• _YOUR OBJECTIVE_
Make an exact copy of the lines, leaving the pictures out.

════════════════

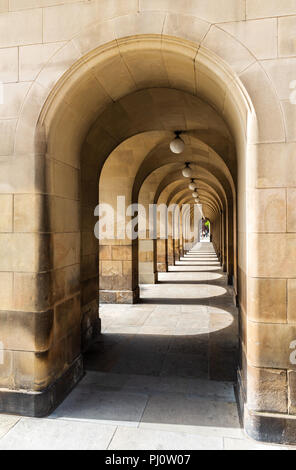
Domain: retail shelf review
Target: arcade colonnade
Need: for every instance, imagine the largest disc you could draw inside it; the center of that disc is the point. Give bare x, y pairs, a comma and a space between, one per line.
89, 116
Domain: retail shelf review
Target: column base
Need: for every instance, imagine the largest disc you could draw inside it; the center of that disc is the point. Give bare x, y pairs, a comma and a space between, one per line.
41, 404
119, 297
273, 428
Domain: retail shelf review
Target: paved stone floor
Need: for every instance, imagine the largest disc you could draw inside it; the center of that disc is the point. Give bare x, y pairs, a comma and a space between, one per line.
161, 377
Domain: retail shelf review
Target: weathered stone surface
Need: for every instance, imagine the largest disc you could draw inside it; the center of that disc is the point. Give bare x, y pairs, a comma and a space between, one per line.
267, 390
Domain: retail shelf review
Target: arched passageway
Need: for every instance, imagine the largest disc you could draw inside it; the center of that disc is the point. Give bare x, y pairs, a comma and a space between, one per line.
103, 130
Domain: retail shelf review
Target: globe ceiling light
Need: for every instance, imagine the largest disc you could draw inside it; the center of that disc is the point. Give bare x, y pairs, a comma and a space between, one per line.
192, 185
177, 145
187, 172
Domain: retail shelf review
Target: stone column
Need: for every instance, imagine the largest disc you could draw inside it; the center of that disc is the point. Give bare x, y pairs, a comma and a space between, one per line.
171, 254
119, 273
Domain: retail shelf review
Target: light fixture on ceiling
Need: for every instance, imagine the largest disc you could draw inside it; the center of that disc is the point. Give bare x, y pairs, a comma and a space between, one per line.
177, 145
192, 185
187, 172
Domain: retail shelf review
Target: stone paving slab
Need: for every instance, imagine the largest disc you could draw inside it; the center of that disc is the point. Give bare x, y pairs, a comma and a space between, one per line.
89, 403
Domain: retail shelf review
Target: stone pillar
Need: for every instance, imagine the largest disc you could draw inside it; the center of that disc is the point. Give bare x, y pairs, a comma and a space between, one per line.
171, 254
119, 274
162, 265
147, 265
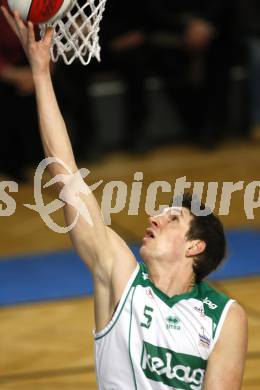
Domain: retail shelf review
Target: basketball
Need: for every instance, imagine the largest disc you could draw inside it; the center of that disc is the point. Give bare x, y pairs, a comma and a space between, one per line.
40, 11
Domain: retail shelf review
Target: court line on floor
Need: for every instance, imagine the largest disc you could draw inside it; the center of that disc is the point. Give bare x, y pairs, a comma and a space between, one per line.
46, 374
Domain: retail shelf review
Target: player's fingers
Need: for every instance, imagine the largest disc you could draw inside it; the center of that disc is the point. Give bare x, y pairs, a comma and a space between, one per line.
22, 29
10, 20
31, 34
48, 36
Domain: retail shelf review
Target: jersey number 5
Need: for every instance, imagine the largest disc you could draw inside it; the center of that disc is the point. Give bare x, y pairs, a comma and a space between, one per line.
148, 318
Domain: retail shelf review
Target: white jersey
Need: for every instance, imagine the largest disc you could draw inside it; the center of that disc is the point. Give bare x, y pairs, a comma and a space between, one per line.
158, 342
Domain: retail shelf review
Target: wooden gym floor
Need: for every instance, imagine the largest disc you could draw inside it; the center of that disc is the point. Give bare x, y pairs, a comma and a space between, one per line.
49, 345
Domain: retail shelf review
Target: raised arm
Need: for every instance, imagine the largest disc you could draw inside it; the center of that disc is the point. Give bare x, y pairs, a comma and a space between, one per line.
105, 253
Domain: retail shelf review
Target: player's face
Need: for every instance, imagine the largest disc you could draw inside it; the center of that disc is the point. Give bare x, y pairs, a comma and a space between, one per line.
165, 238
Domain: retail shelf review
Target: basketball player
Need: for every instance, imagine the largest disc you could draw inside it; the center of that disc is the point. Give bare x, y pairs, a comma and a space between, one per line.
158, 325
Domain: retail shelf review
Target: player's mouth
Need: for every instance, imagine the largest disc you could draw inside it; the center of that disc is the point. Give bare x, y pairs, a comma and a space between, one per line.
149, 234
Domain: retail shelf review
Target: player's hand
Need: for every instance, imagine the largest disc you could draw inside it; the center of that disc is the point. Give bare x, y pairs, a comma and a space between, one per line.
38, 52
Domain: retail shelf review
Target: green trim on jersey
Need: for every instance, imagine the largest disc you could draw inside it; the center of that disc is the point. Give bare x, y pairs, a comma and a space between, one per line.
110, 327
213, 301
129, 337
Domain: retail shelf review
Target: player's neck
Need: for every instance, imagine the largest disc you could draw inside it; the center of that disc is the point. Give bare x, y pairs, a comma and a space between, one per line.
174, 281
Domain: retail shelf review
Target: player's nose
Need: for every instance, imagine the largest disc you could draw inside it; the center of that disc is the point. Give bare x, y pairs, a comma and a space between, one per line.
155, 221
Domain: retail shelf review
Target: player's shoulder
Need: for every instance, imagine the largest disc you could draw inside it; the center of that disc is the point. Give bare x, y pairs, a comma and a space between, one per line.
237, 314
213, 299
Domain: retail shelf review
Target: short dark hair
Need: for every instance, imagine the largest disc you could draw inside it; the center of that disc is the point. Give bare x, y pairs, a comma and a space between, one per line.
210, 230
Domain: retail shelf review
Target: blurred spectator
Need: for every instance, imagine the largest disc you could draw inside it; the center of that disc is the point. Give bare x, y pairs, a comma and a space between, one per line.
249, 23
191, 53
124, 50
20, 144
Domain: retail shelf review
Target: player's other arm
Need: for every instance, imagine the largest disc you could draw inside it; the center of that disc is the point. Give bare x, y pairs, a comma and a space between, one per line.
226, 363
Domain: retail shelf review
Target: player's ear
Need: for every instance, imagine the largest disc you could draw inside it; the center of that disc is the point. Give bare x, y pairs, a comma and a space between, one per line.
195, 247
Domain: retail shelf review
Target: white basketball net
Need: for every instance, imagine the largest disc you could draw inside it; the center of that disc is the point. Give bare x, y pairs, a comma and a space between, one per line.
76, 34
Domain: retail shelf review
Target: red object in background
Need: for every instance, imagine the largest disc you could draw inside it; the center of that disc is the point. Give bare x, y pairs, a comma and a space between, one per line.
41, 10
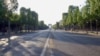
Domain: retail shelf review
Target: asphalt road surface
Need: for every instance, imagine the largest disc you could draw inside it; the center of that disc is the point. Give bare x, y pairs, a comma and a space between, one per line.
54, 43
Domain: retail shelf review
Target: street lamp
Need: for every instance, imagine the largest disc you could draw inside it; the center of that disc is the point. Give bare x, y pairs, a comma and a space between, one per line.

════════════════

• _WRITTEN REPLY_
Domain: retail shelf review
Target: arcade colonnade
Need: for every instance, imagine the largest disc you could draw inside it; the center of that disc is the point. Give bare x, y pairs, a comma and a space between, one per line.
89, 116
Domain: retail shelf review
Target: column base
Need: for every instance, imagine the largest disc you could draw inside it; the center of that disc is the point. Give bare x, y pairs, a comma and a space between, one per line.
41, 404
119, 297
273, 428
Domain: retail shelf review
Target: paved stone floor
Need: for every instance, imagine the largest disc you could draw inside it; the center of that disc is the point. Give bare x, y pairs, a comma and a space between, one per line.
161, 377
Domain: retail shelf review
Target: weathered stone surface
Need: for every instance, imagine the largest disc you could draw inside it; the center of that disc is the point. Give bare x, y pairs, a comma and a space between, one per line.
267, 390
Domain: retail shelf review
Target: arched passageway
Need: for every instance, imagine the largest disc you could draw inside it; the center of that disc is the point. Give bare x, y pairs, a comma and a space between, one per line.
103, 130
Domain: retail shelf review
Target: globe ceiling light
Need: for every instance, imagine the largest disc you could draw inside it; the center of that disc is the point. Give bare x, y pairs, a comma and a space between, one per line.
192, 185
177, 145
187, 172
Domain: retail shelf review
Target: stone column
Need: for every instance, imagine the largest disc you could draw inside it; the center of that disc is the point. Give bare x, y pairs, a comma and a space between, one per line.
171, 254
119, 273
Domain: retail shelf review
Target: light fixture on ceiling
Need: for every instance, imagine the largest disc you could draw inside it; the center of that disc is the point. Give bare x, y pairs, a comma and a space between, one per line.
177, 145
192, 185
187, 172
Domain: retail shelf review
Target: stone paving slab
Need: for every instance, imagine the largest disc you could draw inside it; the center of that disc is the point. Give bare x, y pairs, a comma and a space between, one per line.
89, 403
Domain: retail shelf review
Target: stone pillar
Need: for every instance, imagine the largest disc you could draw inside it; the center of that disc is the point. Give bare x, y pairs, a comma and a space between, one per line.
171, 254
119, 274
162, 265
147, 265
Domain: retail shelf review
Target: basketball
Need: for every instance, imagine the largest disc you could draw inside it; the center of that disc is the point. Give bare x, y pairs, a comma and a space between, one per line.
40, 11
Domain: retail shelf review
Target: court line on floor
Need: for every instance, imagine the largest disc you could draw inside it; the center of that disc is the point. Give bare x, y pairs, a comma and a space between, one per line.
46, 374
Domain: retail shelf review
Target: player's fingers
Need: for every instance, imagine the largest disc you could draw inside it; the center of that disc is the point. Give bare x, y pairs, a comma and a space between, one per line.
22, 29
10, 20
31, 34
48, 36
Domain: retail shelf review
Target: jersey number 5
Need: for every instance, imagine the largest disc you could draw inside it; the center of that disc is the point. Give bare x, y pairs, a comma and a space between, one per line.
148, 318
Domain: retail shelf review
Target: white jersey
Need: for every instance, imagine the largest disc you could draw inside it; the center of that disc is the point. Give bare x, y pairs, a comma and a space between, one per line.
158, 342
Domain: retail shelf review
Target: wooden gym floor
Need: for every instance, imagine the largest disc you could draw inside it; the center of that disc is the point. Give bare x, y pairs, a comma and a space between, one per line.
49, 345
Domain: retail shelf review
Target: raised arm
Need: for every instance, imagine the largest disc you could draw inside it; the center of that disc is the point. Give bare x, y pairs, a comma and a space between, one per line.
105, 253
Domain: retail shelf review
Target: player's face
Need: for every instance, imagine the largest disc you could draw inside it; the center of that disc is the point. Give bare x, y pairs, a comma and a space between, one per line.
165, 238
Domain: retail shelf review
Target: basketball player
Need: for every instance, imagine the largest disc you could draw inside it; the center of that disc is the point. Give bare x, y pairs, a comma and a space between, one per line.
158, 325
Domain: retail shelf review
Target: player's mouth
Need: for every instance, imagine the largest disc you could draw inside it; the center of that disc is the point. Give bare x, y pairs, a comma and a space between, one per line.
149, 234
Domain: retail shelf review
Target: player's hand
Need: for every instance, imagine the largest disc you could draw inside it; the center of that disc is the point. Give bare x, y pairs, a comma and a space between, one per line.
38, 52
Domain: retail shelf review
Target: green trim on jersey
Need: for every instance, imagine the largest disc you could draw inside it; the center of that disc is the point. Give bare x, y pairs, a comma and a space between, one per line.
110, 327
213, 301
129, 337
Domain: retail shelf review
Target: player's neck
Need: for every instance, imagine the largest disc you could draw inside it; the center of that disc is the point. Give bare x, y pairs, a comma and a space between, one per line.
174, 281
Domain: retail shelf review
Target: player's nose
Need: for every instance, imagine the largest disc you could draw inside it; the center of that disc is the point. Give bare x, y pairs, a comma and a space between, one per line.
155, 221
Domain: retail shelf review
Target: player's shoulder
Need: for every instance, imagine the largest disc you could draw inside it; the center of that disc is the point. Give bare x, y pairs, a comma and a space between, one per line.
237, 314
213, 299
Domain: retail shelf review
Target: short dark hair
Need: for every instance, imagine the largest disc you could draw inside it; the center of that disc is the point. Give bare x, y pairs, a comma and a space between, one per line.
210, 230
Domain: retail shelf review
Target: blurred spectator
Need: for every instance, imagine the largest disc you could draw inside it; the center of that disc is the point. Give bare x, y pairs, a comma and a space between, one per line.
249, 23
191, 53
124, 50
20, 144
Domain: retail shelf review
Target: player's other arm
Need: for every instance, imagine the largest disc you could draw inside it; the center of that disc is the point. Give bare x, y pairs, a comma and a space between, one per line.
226, 363
Domain: retail shelf review
Target: player's ear
Need: for every instance, imagine the largest disc you could draw inside it; the center of that disc is the point. Give bare x, y pairs, a comma and a space between, one per line.
195, 247
Domain: retail shelf review
Target: white basketball net
Need: for every instance, imagine the largest disc you could draw inside it; the center of that disc is the point. Give bare x, y pairs, a comma and a space between, one per line.
76, 34
Domain: retail shelf review
Target: red object in background
Need: for every instance, imagine the largest disc you could draw inside it; the center of that disc is the point. Give bare x, y pairs, a comma and a space between, one per line.
41, 10
Domain: retail shelf review
Target: asphalt road surface
Need: for every instance, imagine the largest disc you could draw inside it; the center of that disc is the point. Give bare x, y pairs, a comma and a space between, one per line.
54, 43
Domain: retail shelf review
Target: street lamp
Need: for every instance, imagine the largest disc you could draw inside it; the center of that disc is the point. Give bare x, y pairs, a comma and a space between, one per line.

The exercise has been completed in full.